▸ Things to do
(A) In the passage on K-beauty celebrity partnerships, copy the text starting at "South Korean men" and ending at "generation through K-pop.", replacing "eyeliner" with "mascara".
(B) According to the passage on K-beauty celebrity partnerships, what does the blue clay mask do?
(C) Continue the passage on K-beauty celebrity partnerships after its last sentence.

▸ Document segment
An Emphasis on Partnerships
Celebrity endorsement holds more weight in Asia, where a star’s flawless skin or bouncy hair is attributed to the brilliance of a product rather than the artistry of the team of beauty experts behind the transformation. The K-pop and K-beauty partnership remains strong and we’re seeing endorsement strategies now include celebrity input at the formulation stage, solidifying the product’s credibility with fans. This, coupled with potential retweets, likes and shares from millions of followers across the celebrity’s social channels, has become a no-brainer for boosting sales.
South Korean men are more likely to buy cosmetics than those in any other country—from eyeliner to popsicle-stained lip tint—and many Korean cosmetics brands have figured out how to capture both sexes of the tween and teen generation through K-pop.
So, it makes sense that not one but the entire 11 members of Korean boy band Wanna One are the current spokesmodels for Innisfree’s range of Jeju Volcanic Color Clay Masks.
According to the brand’s head of marketing Dohwee Hwang, “By collaborating with Wanna One, we thought Innisfree could become a brand that best understands the Millennial code.”
Each of the seven-color clay masks provides a customized solution for various skin concerns; yellow for brightening, blue for hydrating, pink for revitalizing, green for controlling blemishes, purple for soothing, white for smoothing and black for purifying.

▸ Data entries
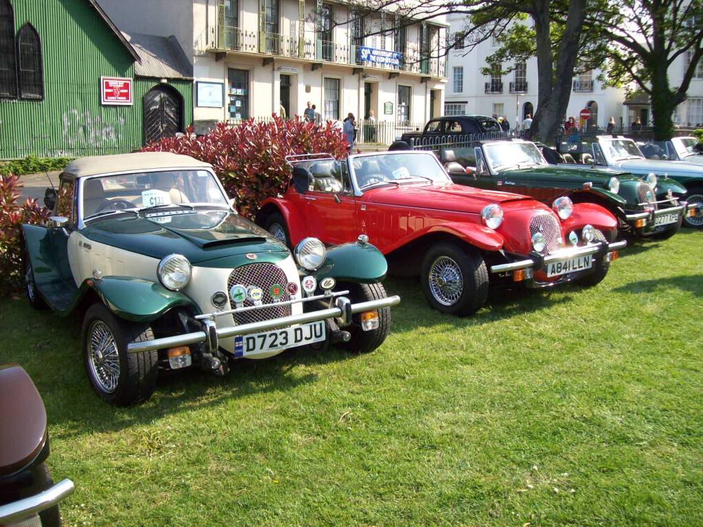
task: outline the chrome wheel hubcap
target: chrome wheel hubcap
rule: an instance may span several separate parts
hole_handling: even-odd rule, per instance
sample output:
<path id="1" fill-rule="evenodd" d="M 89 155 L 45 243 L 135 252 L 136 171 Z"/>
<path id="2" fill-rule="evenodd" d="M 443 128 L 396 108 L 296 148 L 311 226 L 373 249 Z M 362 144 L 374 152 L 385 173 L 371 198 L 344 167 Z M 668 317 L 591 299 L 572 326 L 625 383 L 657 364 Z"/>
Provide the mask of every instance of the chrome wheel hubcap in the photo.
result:
<path id="1" fill-rule="evenodd" d="M 102 320 L 88 330 L 89 364 L 93 378 L 101 389 L 112 393 L 120 382 L 120 353 L 112 332 Z"/>
<path id="2" fill-rule="evenodd" d="M 281 243 L 285 243 L 285 230 L 278 223 L 271 223 L 269 227 L 269 232 L 273 235 L 273 238 Z"/>
<path id="3" fill-rule="evenodd" d="M 439 256 L 430 266 L 430 292 L 443 306 L 453 306 L 464 291 L 459 265 L 449 256 Z"/>
<path id="4" fill-rule="evenodd" d="M 690 196 L 687 196 L 686 200 L 689 203 L 699 204 L 700 206 L 695 209 L 695 215 L 692 218 L 686 218 L 686 223 L 689 225 L 699 227 L 703 225 L 703 195 L 700 194 L 691 194 Z"/>

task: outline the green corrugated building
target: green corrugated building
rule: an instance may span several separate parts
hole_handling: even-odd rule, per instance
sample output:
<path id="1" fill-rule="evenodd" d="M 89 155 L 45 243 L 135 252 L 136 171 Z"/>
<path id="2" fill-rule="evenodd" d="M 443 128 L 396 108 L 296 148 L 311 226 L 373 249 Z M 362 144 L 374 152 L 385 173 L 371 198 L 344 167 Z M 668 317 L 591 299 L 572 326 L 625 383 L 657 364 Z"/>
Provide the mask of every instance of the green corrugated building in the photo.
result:
<path id="1" fill-rule="evenodd" d="M 95 0 L 0 0 L 0 158 L 129 152 L 183 131 L 192 77 L 175 39 L 122 33 Z"/>

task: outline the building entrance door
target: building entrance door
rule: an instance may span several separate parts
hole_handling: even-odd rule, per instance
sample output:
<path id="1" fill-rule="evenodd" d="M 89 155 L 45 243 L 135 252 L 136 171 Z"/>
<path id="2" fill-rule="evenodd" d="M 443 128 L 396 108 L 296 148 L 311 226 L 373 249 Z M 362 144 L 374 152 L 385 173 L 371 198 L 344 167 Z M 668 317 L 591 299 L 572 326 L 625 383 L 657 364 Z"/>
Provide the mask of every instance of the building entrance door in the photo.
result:
<path id="1" fill-rule="evenodd" d="M 283 107 L 283 110 L 285 112 L 285 117 L 290 118 L 291 117 L 290 75 L 280 76 L 280 105 Z"/>
<path id="2" fill-rule="evenodd" d="M 183 122 L 183 100 L 180 94 L 167 86 L 152 88 L 142 99 L 144 142 L 173 137 L 181 131 Z"/>

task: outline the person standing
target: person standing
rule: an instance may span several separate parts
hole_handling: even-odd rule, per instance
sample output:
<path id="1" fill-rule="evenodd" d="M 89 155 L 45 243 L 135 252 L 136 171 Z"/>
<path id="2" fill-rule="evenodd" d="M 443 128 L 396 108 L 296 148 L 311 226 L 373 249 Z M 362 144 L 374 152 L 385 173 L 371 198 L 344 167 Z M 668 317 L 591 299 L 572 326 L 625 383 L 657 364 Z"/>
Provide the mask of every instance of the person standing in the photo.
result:
<path id="1" fill-rule="evenodd" d="M 310 101 L 309 100 L 307 108 L 303 111 L 303 117 L 305 117 L 305 120 L 308 122 L 312 122 L 315 120 L 314 108 L 314 106 L 310 108 Z"/>
<path id="2" fill-rule="evenodd" d="M 344 119 L 344 124 L 342 127 L 342 132 L 344 134 L 344 138 L 349 143 L 349 151 L 354 148 L 354 136 L 356 135 L 356 130 L 354 126 L 355 121 L 354 114 L 349 112 L 347 116 L 347 119 Z"/>

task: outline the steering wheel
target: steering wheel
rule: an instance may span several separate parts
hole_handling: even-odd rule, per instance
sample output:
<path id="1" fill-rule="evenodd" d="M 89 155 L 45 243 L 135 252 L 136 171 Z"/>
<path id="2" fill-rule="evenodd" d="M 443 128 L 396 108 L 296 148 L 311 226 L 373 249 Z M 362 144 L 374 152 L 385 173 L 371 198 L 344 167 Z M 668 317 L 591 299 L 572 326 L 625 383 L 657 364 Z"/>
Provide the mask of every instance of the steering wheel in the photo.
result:
<path id="1" fill-rule="evenodd" d="M 101 211 L 105 210 L 112 207 L 113 210 L 124 210 L 125 209 L 132 209 L 134 207 L 134 204 L 132 203 L 129 200 L 124 200 L 122 197 L 117 197 L 114 200 L 110 200 L 105 203 L 103 203 L 99 207 L 96 212 L 100 212 Z"/>

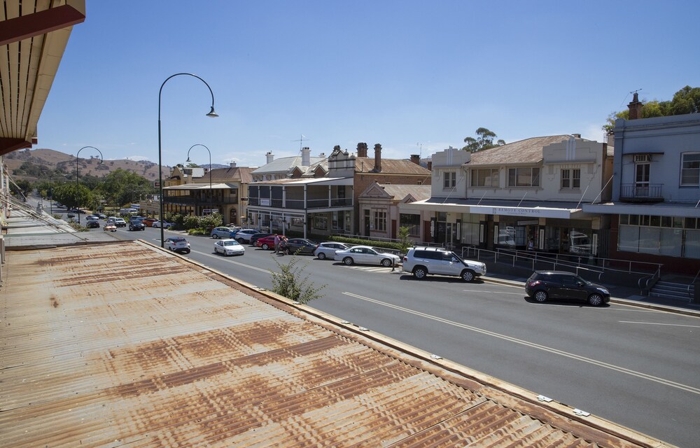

▸ Answers to the problems
(A)
South Korean men are more likely to buy cosmetics than those in any other country—from mascara to popsicle-stained lip tint—and many Korean cosmetics brands have figured out how to capture both sexes of the tween and teen generation through K-pop.

(B) It is for hydrating.

(C)
The idea is that each guy represents a skin type and personality that the younger generation is more likely to relate to than perhaps just the one brand ambassador. Furthermore, these guys have had a say in what went into the formula so the personalization trend continues to be really prominent.
Other trend influencers in this arena include online e-commerce hubs like Peach and Lily, which have gone beyond being a space for shoppers to just buy K-beauty products, by offering an interactive way to review and share product preferences.
This has become an ideal way for brands with limited marketing budgets to get their products out there. In particular, the Peach and Lily “best of” awards concept allows subscribers to flag up products they have had impressive results with or were excited by.
Among the new innovations flagged was The Lotus Essence, a toner comprised of 89% lotus leaf extract rather than water.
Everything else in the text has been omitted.